=== Exercise instructions ===
In the forum post below on dating a population bottleneck, rewrite the paragraph beginning "To test the ability" as a short list that keeps its main facts.

Segment Start: Page extract

I would submit that, given what I have just explained, that this is not a reason to doubt the results that I put forward. I do believe this data shows there could be no bottleneck earlier than 300,000 years without either miracles or our ancestors have vastly different mutation rates than us. Both those possibilities, howver, are off the table right now.
There are three ways that could prove me wrong here:
- Do an experiment with simulated data, showing that the prior is strong enough to override detecting a bottleneck before 300 kya in the argweaver code. (not likely)
- Modify argweaver to no longer use the prior (which is fairly easy), and run it on the same dataset, demonstrating that the estimated TMR4A goes down, not up. (not likely)
- Find another way that population size is used by argweaver that I missed, and show it has a stronger effect that I imagine. (not likely)
Of all these #3 is most likely way to show me wrong here. Until that happens though, I think that 420 kya +/- 100 kya is a reasonable bound on when we think a couple bottleneck could have occured. Do you agree @RichardBuggs? I’m being fairly generous in how I set the confidence interval there too.
My Next Steps
My next steps, when I get around to it, are:
To test the ability of PSMC, MCMS and/or ArgWeaver to detect bottlenecks on simulated data. Have the simulation code working, and it’s really a matter of running the code. My instinct tells me this will increase the bound to about 500 kya, but I won’t know till I run it.
Recompute TMR4A while weighting coalescents by the segment length. Failure to do this before, I think, is the biggest source of error in the prior analysis. I think it might shift things around a small amount…
Using the argweaver data to estimate population size. If this works correctly, ti should increase our confidence that this is a good proxy for understanding the success and failure of PSMC and MCMS. Incidentally, MCMS uses a very similar model as ArgWeaver (but a different representation).
@DennisVenema and @glipsnort correct me if I’m wrong, but it seems that the LD data is really not worth getting into in detail, as PSMC, MCMS and Argweaver are (essentially) modeling the LD data with much higher accuracy than other approaches. The key thing is understand how these methods model the DNA, which by extension is the best way to understand all the LD data. Do you agree?
Do You Agree?

Segment End: Page extract
Segment Start: Supplied material

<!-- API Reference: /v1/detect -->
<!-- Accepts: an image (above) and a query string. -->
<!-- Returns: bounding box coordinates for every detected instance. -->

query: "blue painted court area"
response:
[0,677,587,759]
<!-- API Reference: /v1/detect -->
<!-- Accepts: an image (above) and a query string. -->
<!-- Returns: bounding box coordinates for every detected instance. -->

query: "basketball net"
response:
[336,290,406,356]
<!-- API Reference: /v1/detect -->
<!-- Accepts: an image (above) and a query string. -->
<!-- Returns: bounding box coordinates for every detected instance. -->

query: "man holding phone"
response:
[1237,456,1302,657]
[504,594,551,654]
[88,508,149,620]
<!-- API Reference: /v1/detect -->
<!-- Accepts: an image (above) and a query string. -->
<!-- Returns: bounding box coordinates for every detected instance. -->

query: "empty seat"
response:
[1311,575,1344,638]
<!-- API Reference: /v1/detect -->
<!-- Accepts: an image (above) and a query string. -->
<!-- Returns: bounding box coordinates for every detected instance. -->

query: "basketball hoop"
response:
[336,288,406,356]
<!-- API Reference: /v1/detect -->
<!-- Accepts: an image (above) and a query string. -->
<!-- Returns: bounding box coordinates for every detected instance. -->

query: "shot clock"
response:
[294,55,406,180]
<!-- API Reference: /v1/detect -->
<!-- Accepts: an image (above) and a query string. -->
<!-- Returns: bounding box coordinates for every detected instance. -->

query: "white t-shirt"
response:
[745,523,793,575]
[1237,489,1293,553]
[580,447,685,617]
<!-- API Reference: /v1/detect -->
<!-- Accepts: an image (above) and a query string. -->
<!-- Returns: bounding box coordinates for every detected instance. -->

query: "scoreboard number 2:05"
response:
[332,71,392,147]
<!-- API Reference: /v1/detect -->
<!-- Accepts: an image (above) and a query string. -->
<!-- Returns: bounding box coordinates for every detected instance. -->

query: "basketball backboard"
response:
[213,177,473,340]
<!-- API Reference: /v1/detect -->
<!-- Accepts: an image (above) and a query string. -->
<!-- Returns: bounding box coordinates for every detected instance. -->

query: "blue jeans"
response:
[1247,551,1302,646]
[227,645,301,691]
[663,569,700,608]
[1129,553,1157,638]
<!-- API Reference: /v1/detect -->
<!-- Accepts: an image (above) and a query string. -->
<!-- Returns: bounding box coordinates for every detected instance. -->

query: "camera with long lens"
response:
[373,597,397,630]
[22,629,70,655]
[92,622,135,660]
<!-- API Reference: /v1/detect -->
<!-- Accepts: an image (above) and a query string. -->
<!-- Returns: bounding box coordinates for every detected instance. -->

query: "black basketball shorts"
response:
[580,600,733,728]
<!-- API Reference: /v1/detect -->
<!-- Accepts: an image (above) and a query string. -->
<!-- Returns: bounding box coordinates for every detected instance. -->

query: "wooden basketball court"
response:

Segment End: Supplied material

=== Exercise response ===
- Planned step: test whether PSMC, MCMS and/or ArgWeaver can detect bottlenecks on simulated data.
- The simulation code already works; it only needs to be run.
- Instinct suggests the bound will rise to about 500 kya.
- This won't be known until the code is run.